- _BRIEF_
Copy the following rows line for line, with no changes at all.

── EXERCISE DATA ──

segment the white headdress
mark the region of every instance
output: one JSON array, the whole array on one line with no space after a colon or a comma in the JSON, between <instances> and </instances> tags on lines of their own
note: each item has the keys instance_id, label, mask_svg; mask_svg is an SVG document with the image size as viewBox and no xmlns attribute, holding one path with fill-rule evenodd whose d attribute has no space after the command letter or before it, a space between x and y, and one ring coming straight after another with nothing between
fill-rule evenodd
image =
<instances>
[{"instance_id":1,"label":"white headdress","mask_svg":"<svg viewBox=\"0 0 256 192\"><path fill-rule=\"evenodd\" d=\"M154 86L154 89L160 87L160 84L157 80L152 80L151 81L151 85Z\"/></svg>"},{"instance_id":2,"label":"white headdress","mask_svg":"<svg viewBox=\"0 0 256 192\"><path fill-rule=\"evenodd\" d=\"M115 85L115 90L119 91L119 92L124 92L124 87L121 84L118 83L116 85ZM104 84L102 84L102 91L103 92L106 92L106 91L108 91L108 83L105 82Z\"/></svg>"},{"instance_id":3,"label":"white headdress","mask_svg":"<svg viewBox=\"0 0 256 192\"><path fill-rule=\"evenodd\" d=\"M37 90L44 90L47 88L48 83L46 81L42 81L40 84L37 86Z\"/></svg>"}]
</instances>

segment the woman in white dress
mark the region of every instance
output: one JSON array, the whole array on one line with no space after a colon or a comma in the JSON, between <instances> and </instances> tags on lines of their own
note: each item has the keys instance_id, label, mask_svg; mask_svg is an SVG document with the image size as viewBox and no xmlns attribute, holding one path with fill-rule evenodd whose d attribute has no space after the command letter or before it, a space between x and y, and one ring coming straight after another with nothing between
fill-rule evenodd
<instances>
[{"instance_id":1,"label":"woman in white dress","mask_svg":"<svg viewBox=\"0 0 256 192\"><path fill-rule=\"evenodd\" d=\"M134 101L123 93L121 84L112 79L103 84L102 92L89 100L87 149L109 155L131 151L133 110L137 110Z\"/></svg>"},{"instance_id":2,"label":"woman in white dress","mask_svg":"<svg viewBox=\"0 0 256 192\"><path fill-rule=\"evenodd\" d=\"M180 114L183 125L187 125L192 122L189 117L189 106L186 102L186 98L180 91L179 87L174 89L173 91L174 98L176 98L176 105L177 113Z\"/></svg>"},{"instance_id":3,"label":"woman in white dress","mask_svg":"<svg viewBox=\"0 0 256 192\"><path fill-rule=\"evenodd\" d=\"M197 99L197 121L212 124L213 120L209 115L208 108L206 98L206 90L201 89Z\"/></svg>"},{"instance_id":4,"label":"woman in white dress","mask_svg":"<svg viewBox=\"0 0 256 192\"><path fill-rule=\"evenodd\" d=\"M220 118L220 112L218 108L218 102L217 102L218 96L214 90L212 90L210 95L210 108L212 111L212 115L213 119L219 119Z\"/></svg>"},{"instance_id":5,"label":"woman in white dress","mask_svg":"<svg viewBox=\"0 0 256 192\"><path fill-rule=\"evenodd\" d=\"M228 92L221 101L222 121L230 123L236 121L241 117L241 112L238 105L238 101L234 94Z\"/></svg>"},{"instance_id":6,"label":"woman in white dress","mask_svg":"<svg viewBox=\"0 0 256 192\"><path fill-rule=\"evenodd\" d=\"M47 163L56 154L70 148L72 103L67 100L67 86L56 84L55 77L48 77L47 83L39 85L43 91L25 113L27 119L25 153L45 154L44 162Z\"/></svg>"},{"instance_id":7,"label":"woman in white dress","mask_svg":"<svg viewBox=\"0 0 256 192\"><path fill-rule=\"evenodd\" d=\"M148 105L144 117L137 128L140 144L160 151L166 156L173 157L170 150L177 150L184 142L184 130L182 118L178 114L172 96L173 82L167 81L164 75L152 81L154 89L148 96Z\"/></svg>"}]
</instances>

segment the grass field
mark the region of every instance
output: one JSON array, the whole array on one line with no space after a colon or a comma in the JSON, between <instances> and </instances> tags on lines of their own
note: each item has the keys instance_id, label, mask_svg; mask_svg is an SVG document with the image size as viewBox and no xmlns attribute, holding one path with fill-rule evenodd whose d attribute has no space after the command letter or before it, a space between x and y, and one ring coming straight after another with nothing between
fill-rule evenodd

───

- _TASK OUTPUT_
segment the white headdress
mark the region of every instance
output: one JSON array, the whole array on one line with no space after a colon or a comma in the JSON, between <instances> and </instances> tags on lines of their own
note: each item has the keys instance_id, label, mask_svg; mask_svg is an SVG document with the image size as viewBox and no xmlns attribute, holding one path with fill-rule evenodd whose d attribute has no space after the command letter or before it, a space between x and y, and one ring coming straight after another with nothing between
fill-rule evenodd
image =
<instances>
[{"instance_id":1,"label":"white headdress","mask_svg":"<svg viewBox=\"0 0 256 192\"><path fill-rule=\"evenodd\" d=\"M154 86L154 89L160 87L160 84L157 80L152 80L151 81L151 85Z\"/></svg>"},{"instance_id":2,"label":"white headdress","mask_svg":"<svg viewBox=\"0 0 256 192\"><path fill-rule=\"evenodd\" d=\"M115 85L115 90L119 91L119 92L124 92L124 87L121 84L118 83L116 85ZM104 84L102 84L102 91L103 92L106 92L106 91L108 91L108 83L105 82Z\"/></svg>"},{"instance_id":3,"label":"white headdress","mask_svg":"<svg viewBox=\"0 0 256 192\"><path fill-rule=\"evenodd\" d=\"M37 90L44 90L47 88L48 83L46 81L42 81L40 84L37 86Z\"/></svg>"}]
</instances>

segment the woman in white dress
mark the region of every instance
output: one JSON array, the whole array on one line with no space after a colon or a comma in the JSON, between <instances> and </instances> tags on lines of their own
note: each item has the keys instance_id, label, mask_svg; mask_svg is an SVG document with the image size as viewBox and no xmlns attribute, holding one path with fill-rule evenodd whose d attribute has no space after the command letter or before it, a space between x and y, and one ring coming straight after another with nothing between
fill-rule evenodd
<instances>
[{"instance_id":1,"label":"woman in white dress","mask_svg":"<svg viewBox=\"0 0 256 192\"><path fill-rule=\"evenodd\" d=\"M134 101L123 93L121 84L112 79L103 84L102 92L89 100L87 149L109 155L131 151L133 110L137 110Z\"/></svg>"},{"instance_id":2,"label":"woman in white dress","mask_svg":"<svg viewBox=\"0 0 256 192\"><path fill-rule=\"evenodd\" d=\"M180 114L183 125L187 125L192 122L189 117L189 106L186 102L186 98L180 91L179 87L174 89L173 91L174 98L176 98L176 105L177 113Z\"/></svg>"},{"instance_id":3,"label":"woman in white dress","mask_svg":"<svg viewBox=\"0 0 256 192\"><path fill-rule=\"evenodd\" d=\"M197 99L197 121L212 124L213 120L209 115L208 108L206 98L206 90L201 89Z\"/></svg>"},{"instance_id":4,"label":"woman in white dress","mask_svg":"<svg viewBox=\"0 0 256 192\"><path fill-rule=\"evenodd\" d=\"M220 118L220 112L218 108L218 102L217 102L218 96L214 90L212 90L210 95L210 108L212 111L212 115L213 119L219 119Z\"/></svg>"},{"instance_id":5,"label":"woman in white dress","mask_svg":"<svg viewBox=\"0 0 256 192\"><path fill-rule=\"evenodd\" d=\"M228 92L221 101L222 121L230 123L236 121L241 117L241 112L238 105L238 101L234 94Z\"/></svg>"},{"instance_id":6,"label":"woman in white dress","mask_svg":"<svg viewBox=\"0 0 256 192\"><path fill-rule=\"evenodd\" d=\"M47 163L56 154L70 148L72 103L67 100L67 86L56 84L55 77L48 77L47 83L39 85L43 91L25 113L27 119L25 153L45 154L44 162Z\"/></svg>"},{"instance_id":7,"label":"woman in white dress","mask_svg":"<svg viewBox=\"0 0 256 192\"><path fill-rule=\"evenodd\" d=\"M148 105L144 117L137 128L140 144L160 151L166 156L173 157L170 150L177 150L184 142L184 130L182 118L178 114L172 96L173 82L167 81L164 75L152 81L154 89L148 96Z\"/></svg>"}]
</instances>

segment the grass field
mark the region of every instance
output: one JSON array, the whole array on one line with no space after a colon or a comma in the JSON, between <instances> and </instances> tags on lines of their own
note: each item has the keys instance_id, label, mask_svg; mask_svg is an SVG document with the image size as viewBox and no xmlns attribute, holding one path with fill-rule evenodd whose d attribute has no space after the command letter or before it, a space between x and y, and one ring coming straight after another with nothing between
fill-rule evenodd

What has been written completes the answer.